» TEXT
================================

D.C. Police Chief Robert J. Contee III stood behind crime-scene tape draped across four lanes of Georgia Avenue, the evening rush hour brought to an abrupt halt by a hail of gunfire that killed one man and injured three others, including an 8-year-old child.
At both shooting scenes, Contee said he hoped the community demands “accountability” for those involved — turning to a word he and other city leaders have used frequently as gunfire has generated headlines and claimed children’s lives.
The word has become a sort of rallying cry for city officials struggling to understand and confront what drives crime. Mayor Muriel E. Bowser (D) used it in her inaugural address. The city’s new deputy mayor for public safety discussed it in her first interview with a reporter after being tapped for the new job. It’s a regular part of Contee’s crime scene lexicon.
But the accountability they refer to is often vague — meaning different things to different people, or meant to imply that someone else, or some other institution, needs to do more.
Judges too lenient. Police too tough. Not tough enough. Too many cops. Too few. Law enforcement not trusted. Defund the police. Fractured homes. Lack of city resources. Substandard schools. Nothing for kids to do. Catch and release. Substandard arrests. Prosecutors drop cases. Judges set criminals free. Alternative justice. Restorative justice. No justice. No accountability.
Violent crime in the District dropped 7 percent last year compared with 2021, with reductions in shootings and homicides. But carjackings, gunfire heard in neighborhoods and violence impacting young people continues to be a challenge. The new year has brought little relief: six killings in the first week of 2023 alone.
On Jan. 7, police say, a man fatally shot a 13-year-old, Karon Blake, whom he claimed to have seen breaking into vehicles in Northeast Washington. The shooting has fueled calls to hold the shooter to account, putting police and prosecutors on the defensive.
Residents, along with activists and Karon’s family, packed a community meeting a few days later to angrily demand police quickly arrest the shooter. Just before the meeting, Contee had held a news conference about the incident, again using the word “accountability” and calling on residents to exhibit “the same passion when we have other homicides that happen in our city.”
D.C. officials insist they aren’t shifting blame by demanding accountability, but instead pointing out that police are but one part of a larger ecosystem that includes a dozen or more criminal justice entities that all deserve scrutiny.
Bowser, caught between a reformist Council seeking alternatives to policing and residents wanting harsh consequences for offenders, has said she is pursuing a multifaceted approach. She supports resolving underlying issues such as poverty and addiction, and has put money into alternative justice programs such as violence interrupters to mediate conflicts. But she is also under pressure to stop shootings that are happening now, and has pushed for a larger police force and tougher penalties for offenders.
Earlier this month, Bowser vetoed legislation revising the District’s criminal code, saying it undermines public safety by reducing maximum sentences for some serious crimes. Council members on Tuesday voted to override her veto, saying the revisions stiffen penalties for repeat violent offenders and bring sentences more in line with what judges are actually doling out.

================================

» EXERCISE AIM
According to the article on crime and accountability in D.C., why did Mayor Bowser veto the legislation revising the District's criminal code?

» DATA LINES
================================

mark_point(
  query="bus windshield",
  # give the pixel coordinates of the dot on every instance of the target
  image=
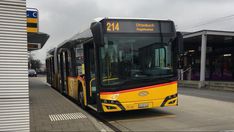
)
(133, 58)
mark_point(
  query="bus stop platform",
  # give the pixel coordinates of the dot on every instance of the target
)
(50, 111)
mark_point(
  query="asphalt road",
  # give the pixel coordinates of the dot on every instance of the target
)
(198, 110)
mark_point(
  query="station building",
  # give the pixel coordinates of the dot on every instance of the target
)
(15, 43)
(208, 58)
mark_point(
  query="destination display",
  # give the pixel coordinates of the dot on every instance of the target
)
(136, 26)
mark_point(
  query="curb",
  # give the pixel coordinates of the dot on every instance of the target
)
(99, 125)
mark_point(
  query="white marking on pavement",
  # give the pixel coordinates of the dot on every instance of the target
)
(67, 116)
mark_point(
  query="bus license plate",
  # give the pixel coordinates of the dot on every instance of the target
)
(143, 105)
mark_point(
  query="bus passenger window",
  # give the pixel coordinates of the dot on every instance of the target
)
(79, 52)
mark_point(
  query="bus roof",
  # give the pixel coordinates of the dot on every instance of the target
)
(127, 18)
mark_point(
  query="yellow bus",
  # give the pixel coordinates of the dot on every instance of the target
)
(118, 64)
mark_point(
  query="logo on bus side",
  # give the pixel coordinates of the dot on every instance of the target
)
(143, 93)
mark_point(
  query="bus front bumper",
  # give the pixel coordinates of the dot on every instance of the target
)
(114, 106)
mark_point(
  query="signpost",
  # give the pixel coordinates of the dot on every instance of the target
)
(32, 20)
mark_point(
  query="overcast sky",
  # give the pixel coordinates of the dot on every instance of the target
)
(63, 18)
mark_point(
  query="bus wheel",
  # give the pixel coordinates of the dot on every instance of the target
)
(81, 99)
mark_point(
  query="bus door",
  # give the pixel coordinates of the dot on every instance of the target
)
(64, 71)
(90, 73)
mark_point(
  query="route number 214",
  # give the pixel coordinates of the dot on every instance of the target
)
(112, 26)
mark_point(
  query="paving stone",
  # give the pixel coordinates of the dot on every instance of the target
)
(45, 101)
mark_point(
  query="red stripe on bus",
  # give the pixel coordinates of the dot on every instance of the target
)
(142, 88)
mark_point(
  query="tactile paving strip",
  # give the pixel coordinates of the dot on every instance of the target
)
(67, 116)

================================

» FINAL RESULT
Bowser said the legislation undermines public safety because it reduces maximum sentences for some serious crimes.